■ **YOUR TASK**: How many rows below contain the word "ceiling"? Reply with the number alone.

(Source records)
**********

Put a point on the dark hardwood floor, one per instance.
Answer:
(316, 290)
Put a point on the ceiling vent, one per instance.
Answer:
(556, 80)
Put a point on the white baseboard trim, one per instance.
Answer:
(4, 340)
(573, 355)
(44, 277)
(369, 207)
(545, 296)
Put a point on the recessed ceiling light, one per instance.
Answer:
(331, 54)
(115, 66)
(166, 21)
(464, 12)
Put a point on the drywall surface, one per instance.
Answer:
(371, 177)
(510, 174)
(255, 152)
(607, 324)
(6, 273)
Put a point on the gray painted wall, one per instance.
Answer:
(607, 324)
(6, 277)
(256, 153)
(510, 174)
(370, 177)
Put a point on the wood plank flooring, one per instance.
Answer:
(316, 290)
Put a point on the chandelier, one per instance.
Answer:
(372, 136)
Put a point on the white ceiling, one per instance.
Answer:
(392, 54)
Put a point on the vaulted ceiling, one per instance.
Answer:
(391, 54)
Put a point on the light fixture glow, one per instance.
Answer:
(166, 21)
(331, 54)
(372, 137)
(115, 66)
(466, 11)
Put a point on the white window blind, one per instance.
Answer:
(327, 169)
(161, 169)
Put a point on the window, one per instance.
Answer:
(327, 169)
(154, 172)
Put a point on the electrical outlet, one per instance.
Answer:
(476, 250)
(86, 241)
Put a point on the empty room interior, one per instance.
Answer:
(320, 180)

**********

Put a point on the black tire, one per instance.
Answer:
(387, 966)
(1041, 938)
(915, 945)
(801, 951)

**********

■ **RESPONSE TO THE EXERCISE**: 4